*Stated problem*. Pick out every line below that contains the word "beam" and copy each of those lines.
━━━ Information supplied ━━━
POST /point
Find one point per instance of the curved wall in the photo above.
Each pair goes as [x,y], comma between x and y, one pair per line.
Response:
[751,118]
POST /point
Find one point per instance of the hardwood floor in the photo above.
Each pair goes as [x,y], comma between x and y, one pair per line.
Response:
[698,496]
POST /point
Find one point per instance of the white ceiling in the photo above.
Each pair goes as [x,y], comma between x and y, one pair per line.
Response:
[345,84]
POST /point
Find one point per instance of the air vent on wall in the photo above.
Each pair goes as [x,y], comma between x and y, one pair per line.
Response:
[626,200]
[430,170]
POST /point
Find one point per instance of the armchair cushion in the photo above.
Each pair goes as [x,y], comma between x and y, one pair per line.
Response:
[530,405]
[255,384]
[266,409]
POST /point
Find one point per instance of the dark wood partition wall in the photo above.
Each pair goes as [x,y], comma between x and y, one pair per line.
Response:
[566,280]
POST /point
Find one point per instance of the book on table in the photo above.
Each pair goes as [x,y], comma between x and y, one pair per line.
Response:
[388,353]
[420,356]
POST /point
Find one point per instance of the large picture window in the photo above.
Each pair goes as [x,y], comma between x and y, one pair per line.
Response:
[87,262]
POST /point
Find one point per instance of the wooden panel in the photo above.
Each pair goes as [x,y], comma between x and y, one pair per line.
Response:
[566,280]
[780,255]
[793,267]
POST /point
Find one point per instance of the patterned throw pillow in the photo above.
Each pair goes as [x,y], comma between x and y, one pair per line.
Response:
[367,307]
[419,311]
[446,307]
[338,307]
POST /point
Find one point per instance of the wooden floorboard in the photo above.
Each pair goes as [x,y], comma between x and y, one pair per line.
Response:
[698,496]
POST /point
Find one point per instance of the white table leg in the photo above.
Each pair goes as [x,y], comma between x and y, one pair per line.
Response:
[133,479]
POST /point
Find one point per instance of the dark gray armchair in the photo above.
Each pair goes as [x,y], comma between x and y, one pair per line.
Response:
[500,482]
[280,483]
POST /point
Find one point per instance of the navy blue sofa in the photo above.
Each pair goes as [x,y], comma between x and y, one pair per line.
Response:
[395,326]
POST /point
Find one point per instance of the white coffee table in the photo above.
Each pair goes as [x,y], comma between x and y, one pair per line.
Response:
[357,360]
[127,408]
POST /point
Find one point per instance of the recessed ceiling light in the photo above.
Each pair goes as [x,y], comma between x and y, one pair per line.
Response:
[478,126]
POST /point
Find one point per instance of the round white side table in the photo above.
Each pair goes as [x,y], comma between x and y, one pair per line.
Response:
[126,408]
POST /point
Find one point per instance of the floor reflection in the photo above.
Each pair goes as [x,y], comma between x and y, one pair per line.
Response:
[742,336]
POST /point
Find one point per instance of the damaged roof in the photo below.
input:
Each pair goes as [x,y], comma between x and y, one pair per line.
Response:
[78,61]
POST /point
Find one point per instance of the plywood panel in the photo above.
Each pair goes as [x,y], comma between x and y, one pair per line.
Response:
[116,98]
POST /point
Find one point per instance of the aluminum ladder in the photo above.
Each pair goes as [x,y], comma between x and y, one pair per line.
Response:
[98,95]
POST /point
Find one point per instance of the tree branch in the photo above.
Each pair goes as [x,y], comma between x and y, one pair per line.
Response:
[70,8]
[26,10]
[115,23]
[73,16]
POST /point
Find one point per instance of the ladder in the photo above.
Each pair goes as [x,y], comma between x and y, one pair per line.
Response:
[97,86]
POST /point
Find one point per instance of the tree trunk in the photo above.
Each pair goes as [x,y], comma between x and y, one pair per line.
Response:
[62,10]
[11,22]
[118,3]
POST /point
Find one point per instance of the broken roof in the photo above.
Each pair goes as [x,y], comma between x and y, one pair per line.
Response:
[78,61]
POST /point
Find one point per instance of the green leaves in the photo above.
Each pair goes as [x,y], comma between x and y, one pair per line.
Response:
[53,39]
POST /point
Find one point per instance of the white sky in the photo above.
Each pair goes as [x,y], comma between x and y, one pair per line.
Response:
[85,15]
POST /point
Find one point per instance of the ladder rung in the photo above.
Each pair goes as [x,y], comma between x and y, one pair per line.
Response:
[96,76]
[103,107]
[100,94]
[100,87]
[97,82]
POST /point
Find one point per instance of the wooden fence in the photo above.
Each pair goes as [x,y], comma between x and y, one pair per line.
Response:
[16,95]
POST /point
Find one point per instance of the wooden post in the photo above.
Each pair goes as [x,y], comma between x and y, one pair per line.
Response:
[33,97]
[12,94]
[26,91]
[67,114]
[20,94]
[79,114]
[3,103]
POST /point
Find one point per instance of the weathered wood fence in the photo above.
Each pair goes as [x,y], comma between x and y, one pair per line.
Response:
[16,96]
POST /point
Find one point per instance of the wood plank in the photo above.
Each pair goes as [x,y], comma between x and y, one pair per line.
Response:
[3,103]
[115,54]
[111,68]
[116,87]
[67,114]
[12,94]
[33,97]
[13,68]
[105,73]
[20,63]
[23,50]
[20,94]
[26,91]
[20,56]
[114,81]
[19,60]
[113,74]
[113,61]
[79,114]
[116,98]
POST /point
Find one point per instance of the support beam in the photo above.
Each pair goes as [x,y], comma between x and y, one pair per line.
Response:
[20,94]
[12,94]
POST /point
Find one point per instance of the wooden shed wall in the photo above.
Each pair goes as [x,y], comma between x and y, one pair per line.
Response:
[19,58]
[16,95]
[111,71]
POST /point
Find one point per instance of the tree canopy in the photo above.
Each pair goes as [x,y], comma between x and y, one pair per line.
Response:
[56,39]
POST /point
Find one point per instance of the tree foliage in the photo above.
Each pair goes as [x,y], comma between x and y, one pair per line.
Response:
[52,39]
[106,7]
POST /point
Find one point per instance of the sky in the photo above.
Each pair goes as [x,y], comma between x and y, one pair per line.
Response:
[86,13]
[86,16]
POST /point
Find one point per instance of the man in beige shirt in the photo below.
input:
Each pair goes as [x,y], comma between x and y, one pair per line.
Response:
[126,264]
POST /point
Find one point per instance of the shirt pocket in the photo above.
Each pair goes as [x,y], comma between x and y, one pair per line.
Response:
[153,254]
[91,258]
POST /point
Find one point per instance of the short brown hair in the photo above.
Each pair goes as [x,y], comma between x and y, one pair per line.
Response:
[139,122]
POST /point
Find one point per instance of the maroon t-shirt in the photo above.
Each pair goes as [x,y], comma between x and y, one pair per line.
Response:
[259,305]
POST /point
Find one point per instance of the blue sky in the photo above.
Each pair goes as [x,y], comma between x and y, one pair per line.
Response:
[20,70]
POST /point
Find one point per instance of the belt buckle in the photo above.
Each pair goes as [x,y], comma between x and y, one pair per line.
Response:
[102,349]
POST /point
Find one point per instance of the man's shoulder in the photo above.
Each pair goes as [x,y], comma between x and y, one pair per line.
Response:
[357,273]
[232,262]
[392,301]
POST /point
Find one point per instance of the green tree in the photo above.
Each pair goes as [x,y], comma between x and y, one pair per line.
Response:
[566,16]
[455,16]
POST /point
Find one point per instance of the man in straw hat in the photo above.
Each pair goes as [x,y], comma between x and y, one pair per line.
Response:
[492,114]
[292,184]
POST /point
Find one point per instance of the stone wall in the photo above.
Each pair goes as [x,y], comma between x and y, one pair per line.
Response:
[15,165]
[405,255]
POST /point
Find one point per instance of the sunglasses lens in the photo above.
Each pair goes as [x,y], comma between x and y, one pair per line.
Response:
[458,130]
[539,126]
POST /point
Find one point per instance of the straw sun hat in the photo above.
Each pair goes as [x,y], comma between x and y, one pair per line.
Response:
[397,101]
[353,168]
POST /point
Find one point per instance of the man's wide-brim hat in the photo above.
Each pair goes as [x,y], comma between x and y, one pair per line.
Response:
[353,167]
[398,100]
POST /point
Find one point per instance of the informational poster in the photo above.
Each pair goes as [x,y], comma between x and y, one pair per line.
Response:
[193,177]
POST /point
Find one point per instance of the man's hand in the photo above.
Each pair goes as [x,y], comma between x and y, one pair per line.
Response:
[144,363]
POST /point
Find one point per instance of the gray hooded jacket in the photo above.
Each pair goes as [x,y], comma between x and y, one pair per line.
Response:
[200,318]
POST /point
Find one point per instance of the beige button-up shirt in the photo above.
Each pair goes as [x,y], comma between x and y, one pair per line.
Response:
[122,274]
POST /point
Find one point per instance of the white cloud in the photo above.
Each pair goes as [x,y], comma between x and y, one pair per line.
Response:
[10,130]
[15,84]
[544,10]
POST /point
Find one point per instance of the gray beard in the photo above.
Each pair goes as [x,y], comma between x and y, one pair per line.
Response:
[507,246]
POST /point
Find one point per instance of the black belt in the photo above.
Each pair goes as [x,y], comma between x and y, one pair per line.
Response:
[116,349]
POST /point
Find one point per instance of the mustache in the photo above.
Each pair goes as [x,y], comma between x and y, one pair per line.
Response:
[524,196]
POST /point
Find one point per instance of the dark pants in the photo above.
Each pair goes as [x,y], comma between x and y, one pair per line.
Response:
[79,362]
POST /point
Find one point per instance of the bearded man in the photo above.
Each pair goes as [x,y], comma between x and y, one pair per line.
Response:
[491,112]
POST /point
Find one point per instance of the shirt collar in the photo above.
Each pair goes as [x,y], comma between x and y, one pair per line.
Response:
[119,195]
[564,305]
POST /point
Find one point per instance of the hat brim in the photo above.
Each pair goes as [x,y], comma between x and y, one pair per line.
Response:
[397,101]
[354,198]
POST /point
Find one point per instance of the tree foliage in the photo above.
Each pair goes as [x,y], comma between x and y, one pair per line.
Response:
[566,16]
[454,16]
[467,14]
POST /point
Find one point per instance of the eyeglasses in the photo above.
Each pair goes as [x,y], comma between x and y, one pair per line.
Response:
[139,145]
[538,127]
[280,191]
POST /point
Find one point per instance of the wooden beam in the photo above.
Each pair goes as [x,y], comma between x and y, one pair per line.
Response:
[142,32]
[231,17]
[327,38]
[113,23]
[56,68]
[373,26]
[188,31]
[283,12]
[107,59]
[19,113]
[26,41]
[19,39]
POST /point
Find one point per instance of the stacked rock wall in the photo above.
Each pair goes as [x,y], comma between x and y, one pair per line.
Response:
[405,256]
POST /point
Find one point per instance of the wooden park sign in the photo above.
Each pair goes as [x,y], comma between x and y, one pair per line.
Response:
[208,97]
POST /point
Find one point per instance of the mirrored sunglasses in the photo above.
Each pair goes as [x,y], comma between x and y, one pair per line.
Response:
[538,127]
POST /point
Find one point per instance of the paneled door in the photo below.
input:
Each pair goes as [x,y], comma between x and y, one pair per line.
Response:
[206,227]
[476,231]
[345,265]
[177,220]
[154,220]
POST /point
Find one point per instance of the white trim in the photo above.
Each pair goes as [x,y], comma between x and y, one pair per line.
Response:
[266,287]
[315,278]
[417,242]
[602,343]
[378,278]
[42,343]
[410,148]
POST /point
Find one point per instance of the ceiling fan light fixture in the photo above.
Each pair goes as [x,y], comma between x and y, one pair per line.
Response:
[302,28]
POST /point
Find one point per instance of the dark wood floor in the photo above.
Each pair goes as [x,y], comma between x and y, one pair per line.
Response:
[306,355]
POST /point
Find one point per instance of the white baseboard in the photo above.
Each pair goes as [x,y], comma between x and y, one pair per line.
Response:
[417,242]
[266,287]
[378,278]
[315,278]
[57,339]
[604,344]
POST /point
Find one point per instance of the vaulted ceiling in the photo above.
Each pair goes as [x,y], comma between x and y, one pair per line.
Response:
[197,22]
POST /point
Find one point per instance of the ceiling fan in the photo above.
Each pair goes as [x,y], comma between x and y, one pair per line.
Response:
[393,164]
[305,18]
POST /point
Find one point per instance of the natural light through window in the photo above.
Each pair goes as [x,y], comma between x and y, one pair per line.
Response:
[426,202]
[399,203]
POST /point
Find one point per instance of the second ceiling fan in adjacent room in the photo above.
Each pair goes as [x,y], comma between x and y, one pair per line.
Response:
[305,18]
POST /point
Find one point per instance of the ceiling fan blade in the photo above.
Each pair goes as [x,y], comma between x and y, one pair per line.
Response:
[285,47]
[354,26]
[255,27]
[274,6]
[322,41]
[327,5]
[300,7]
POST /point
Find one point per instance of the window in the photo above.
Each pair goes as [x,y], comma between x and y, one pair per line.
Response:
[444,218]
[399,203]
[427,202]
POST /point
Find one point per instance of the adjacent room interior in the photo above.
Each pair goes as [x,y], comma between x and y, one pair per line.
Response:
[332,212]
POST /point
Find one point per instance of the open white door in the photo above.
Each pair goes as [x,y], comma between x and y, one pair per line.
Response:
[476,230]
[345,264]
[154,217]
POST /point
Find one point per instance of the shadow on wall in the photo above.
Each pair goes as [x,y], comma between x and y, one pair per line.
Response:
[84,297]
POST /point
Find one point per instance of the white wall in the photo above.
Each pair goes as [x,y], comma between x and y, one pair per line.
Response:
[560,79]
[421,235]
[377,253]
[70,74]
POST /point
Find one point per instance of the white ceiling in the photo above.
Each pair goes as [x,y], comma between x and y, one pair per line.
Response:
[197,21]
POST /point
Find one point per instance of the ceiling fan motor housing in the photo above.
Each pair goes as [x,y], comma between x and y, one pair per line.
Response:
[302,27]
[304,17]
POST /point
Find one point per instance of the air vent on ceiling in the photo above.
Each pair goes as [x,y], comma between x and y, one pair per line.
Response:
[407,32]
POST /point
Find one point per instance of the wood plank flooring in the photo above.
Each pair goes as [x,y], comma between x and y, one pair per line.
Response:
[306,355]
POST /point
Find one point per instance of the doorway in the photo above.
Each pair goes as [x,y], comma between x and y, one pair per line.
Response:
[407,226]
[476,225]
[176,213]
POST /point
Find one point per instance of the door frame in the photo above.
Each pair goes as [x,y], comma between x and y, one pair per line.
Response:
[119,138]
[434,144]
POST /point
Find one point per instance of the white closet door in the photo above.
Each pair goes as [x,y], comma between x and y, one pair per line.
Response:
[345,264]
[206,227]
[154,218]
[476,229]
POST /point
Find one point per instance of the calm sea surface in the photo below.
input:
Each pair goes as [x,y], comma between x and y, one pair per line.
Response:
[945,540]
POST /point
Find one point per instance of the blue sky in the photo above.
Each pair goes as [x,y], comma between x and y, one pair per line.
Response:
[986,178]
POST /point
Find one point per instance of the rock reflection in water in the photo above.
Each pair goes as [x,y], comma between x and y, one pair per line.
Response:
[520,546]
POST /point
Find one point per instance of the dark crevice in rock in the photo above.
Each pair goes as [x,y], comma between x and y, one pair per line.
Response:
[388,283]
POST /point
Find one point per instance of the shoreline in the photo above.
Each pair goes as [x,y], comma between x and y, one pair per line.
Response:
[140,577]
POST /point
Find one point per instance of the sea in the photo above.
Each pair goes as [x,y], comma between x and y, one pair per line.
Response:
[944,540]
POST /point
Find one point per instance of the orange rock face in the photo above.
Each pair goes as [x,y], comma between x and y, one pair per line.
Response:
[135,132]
━━━
*Answer for the task*.
Find one point per instance of the support beam in the photo above.
Find one point per instance of the wooden beam in the photo above.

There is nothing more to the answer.